The task —
The lines to be copied run from the one containing "Task: point out the sandy" to the end of the material below; reproduce them exactly, including both ends, and nothing more.

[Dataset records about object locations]

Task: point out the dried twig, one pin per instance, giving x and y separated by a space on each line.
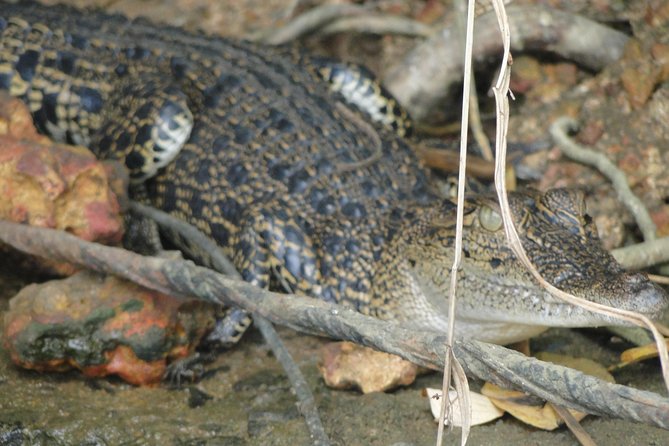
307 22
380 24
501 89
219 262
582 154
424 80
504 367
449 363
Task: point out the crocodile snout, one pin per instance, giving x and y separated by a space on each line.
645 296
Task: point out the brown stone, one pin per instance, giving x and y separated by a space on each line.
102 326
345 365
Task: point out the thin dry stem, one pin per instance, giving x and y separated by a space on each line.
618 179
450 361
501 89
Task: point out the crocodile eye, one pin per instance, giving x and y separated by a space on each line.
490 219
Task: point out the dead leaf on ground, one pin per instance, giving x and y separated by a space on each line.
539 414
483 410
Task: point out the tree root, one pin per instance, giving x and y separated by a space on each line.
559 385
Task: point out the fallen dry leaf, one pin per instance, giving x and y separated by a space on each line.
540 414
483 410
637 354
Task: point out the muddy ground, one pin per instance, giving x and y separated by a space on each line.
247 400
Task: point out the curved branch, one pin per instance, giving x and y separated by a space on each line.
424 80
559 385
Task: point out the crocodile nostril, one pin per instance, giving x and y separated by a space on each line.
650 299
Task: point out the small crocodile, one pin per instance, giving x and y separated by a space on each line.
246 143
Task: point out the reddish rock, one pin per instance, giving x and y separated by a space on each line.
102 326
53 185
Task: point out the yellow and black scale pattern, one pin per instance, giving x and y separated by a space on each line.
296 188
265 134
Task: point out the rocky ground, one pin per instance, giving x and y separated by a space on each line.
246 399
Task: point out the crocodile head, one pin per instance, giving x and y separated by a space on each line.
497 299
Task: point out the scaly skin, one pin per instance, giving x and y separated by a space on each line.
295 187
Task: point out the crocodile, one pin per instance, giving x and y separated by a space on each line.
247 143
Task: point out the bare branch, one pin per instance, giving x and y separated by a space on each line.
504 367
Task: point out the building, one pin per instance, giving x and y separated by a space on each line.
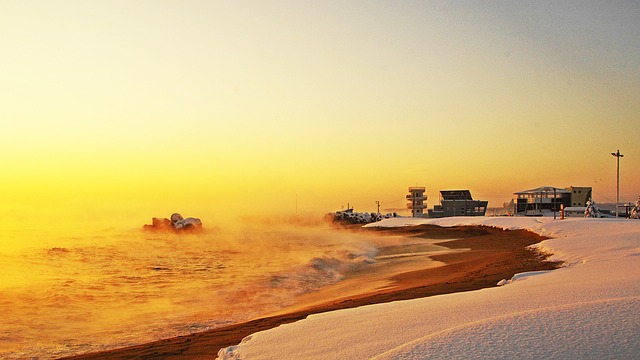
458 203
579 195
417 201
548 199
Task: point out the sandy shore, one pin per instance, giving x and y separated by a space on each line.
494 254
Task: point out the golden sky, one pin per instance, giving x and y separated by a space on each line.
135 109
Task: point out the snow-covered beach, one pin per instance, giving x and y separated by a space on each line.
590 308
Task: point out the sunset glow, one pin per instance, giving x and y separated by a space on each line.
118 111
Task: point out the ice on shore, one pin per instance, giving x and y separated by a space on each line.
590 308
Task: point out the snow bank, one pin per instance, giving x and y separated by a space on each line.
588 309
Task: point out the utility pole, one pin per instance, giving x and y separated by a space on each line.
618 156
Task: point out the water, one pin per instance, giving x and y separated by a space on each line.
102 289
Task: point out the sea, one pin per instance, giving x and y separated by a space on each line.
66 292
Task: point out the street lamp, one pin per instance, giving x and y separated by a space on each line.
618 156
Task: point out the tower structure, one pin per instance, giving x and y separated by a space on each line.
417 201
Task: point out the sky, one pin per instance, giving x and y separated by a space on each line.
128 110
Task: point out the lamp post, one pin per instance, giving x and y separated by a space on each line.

Written response —
Task: point out the sandy shore, one pin per instance, giving x and y separated by a space on each line.
494 254
Task: point out the golden sky, one pin per instance, giving x and y separated by a space on each line.
135 109
Task: point out the snow-covered beach, one pin per instance, giving x and y separated by a space on each line.
590 308
Task: point out the sunset glow, one pin per instance, giving x and y separated by a space on each line.
118 111
Task: point out the ice on shore, one pin per instance, giving x and y separated by a space on each line.
590 308
Task: point out the snow bank, one pin per instance, giving x and y separated by a space on each line.
588 309
Task: point out the utility pole, one pin per instance, giving x and y separated by a space on each line.
618 156
Task: point out the water, one pin per instance, giving x and y separated by a space on each line.
102 289
Task: point out the sea, one pin per instance, giving x and y separated by a space on each line.
66 292
Task: point out the street lamp, one pin per instance, giving x and y separated by a space on each line.
618 156
Task: point out the tower structure, one pin per instance, giving x and y separated by a space on each line.
417 201
Task: point out the sky, one pin per instance, giving x and y separated by a space on each line.
128 110
Task: point out the lamp post, one pin per instance, giving x and y separated by a space on each line.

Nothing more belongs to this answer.